### Work required
Extract each line of the material below that contains the word "outline".
══════
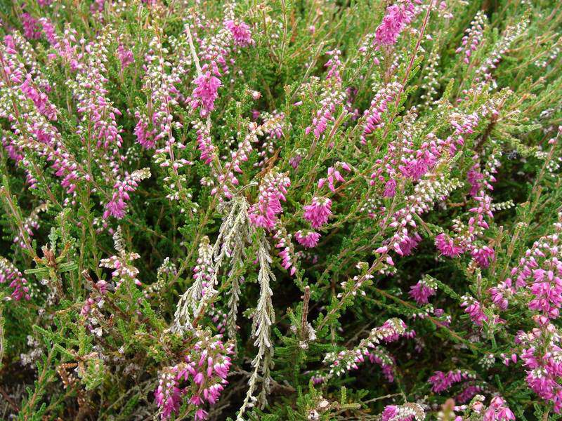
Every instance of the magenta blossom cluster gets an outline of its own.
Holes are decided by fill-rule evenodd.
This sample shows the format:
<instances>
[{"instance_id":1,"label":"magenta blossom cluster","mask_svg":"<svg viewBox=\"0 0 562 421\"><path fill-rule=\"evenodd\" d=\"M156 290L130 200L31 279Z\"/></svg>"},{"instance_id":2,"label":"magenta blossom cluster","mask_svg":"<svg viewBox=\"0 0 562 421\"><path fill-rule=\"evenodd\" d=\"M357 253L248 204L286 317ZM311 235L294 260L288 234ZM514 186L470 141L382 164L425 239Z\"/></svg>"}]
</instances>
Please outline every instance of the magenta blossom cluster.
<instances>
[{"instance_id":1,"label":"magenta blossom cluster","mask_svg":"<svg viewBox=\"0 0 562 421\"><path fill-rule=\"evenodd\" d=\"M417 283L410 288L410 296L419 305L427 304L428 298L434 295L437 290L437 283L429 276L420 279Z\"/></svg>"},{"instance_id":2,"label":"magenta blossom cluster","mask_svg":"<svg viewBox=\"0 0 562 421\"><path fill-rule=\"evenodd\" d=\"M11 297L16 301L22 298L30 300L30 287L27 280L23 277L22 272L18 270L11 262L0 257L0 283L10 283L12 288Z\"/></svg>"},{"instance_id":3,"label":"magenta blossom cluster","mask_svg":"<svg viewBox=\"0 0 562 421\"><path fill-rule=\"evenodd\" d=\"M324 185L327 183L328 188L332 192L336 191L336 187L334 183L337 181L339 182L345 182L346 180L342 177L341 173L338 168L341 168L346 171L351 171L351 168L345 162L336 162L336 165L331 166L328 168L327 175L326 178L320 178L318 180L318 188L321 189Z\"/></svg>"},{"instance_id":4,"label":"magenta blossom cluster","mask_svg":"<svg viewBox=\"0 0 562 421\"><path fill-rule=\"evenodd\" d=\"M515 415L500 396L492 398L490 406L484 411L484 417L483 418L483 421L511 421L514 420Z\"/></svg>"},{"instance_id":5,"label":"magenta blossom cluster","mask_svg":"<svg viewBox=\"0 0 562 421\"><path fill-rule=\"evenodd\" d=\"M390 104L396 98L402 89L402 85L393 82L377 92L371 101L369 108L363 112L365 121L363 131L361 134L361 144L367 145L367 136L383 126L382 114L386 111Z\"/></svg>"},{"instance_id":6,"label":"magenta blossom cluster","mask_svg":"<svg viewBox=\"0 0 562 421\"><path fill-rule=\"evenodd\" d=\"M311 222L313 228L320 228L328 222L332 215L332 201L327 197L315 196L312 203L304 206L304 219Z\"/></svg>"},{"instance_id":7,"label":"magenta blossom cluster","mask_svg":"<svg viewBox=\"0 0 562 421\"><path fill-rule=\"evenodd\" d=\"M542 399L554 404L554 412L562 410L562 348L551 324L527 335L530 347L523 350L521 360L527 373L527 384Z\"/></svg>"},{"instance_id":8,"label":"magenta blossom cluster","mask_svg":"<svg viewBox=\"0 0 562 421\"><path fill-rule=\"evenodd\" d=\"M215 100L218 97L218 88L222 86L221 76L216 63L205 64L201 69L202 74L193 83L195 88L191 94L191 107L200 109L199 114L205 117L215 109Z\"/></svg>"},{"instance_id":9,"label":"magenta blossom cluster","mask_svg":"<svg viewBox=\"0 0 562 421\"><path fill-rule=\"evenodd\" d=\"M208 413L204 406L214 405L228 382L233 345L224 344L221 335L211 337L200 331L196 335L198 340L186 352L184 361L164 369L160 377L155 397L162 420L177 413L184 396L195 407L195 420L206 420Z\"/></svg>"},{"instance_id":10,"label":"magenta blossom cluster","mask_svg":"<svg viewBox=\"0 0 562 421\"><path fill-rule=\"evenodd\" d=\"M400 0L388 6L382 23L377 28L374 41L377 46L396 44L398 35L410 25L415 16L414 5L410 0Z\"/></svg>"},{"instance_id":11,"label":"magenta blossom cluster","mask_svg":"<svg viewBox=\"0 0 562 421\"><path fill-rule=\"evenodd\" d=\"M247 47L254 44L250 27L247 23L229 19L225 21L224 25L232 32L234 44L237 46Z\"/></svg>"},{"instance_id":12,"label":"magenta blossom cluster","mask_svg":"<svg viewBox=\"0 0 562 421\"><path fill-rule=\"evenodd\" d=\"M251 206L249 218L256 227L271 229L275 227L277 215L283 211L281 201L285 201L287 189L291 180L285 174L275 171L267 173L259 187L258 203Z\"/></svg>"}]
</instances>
══════
### Result for this exercise
Every instance of the magenta blossom cluster gets an outline of its own.
Please outline every instance of the magenta blossom cluster.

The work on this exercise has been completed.